Data provided -
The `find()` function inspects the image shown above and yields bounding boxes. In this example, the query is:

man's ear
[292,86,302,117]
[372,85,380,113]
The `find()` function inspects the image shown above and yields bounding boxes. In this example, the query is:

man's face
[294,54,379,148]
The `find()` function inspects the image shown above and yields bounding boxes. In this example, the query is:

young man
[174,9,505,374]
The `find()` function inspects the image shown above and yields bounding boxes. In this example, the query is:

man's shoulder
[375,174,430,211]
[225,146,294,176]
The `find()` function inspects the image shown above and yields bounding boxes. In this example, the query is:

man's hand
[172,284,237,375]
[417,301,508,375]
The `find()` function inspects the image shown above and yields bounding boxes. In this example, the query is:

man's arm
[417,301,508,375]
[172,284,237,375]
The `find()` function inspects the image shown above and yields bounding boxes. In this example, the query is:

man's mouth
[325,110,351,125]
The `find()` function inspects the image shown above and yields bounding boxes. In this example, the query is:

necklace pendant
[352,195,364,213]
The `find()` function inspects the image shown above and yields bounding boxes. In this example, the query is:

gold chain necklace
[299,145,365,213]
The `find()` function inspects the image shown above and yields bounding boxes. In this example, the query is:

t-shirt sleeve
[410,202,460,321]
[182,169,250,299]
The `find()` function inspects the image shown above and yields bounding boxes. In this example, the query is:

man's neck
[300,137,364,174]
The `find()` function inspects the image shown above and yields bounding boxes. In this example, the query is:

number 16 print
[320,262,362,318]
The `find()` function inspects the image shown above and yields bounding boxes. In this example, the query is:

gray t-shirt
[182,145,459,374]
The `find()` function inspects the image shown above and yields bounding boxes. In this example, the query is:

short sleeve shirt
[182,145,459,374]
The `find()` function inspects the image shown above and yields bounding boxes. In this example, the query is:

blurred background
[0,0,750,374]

Exercise task - Rewrite all of the records above, replacing each "t-shirt" with "tee shirt" and leaving everything else unchanged.

Result below -
The `find()` function inspects the image shown above and yields bounding boxes. In this example, the query is:

man's ear
[292,86,302,117]
[372,85,380,113]
The `find()` function inspects the image shown above and yields bounding boxes. In this example, the query is:

man's face
[294,54,379,148]
The `find()` function inspects the image shown above and yields bounding boxes. In this example, the query is:

young man
[174,9,505,374]
The `find()` function inspects the image shown above and yields bounding boxes. In this example, the query is:

man's shoulder
[375,174,430,211]
[225,146,294,176]
The `find()` function inspects the image shown above and yields bounding boxes. In this example, the query is:

man's hand
[172,284,237,375]
[417,301,508,375]
The `find()` function inspects the image shown above and yields bounding boxes. In this example, the query is:

man's arm
[417,301,508,375]
[172,284,237,375]
The `find()` function inspects the image shown above and yields bounding boxes. In this example, the query is:

man's mouth
[325,110,351,125]
The `find()` function inspects the image shown above and yields bounding boxes. In this example, the query is:

necklace pendant
[352,195,364,213]
The `find()` function inspects the image shown above and yields bounding boxes. In this example, the query is:

gold chain necklace
[299,145,365,213]
The `find()` function inspects the image shown above and yields bounding boxes. In this example, the query is:

tee shirt sleeve
[410,202,460,321]
[182,169,250,299]
The `find()` function inspects the image shown above and yields bounding boxes. In this example, the query is:

man's neck
[300,137,364,174]
The `find()` function inspects the image shown above and yields bounding boxes. In this example, the query is:

number 16 print
[320,262,362,318]
The `find()` function inspects the image shown above and yields bounding boxes. In this example, the query is:

gray tee shirt
[182,145,459,374]
The `find()` function inspects the image shown above and yields bounding boxes. In this example, the query is:

short sleeve shirt
[182,145,459,374]
The `find()` function inspects the image shown above and yields bounding boxes. In this example, the query is:

blurred background
[0,0,750,374]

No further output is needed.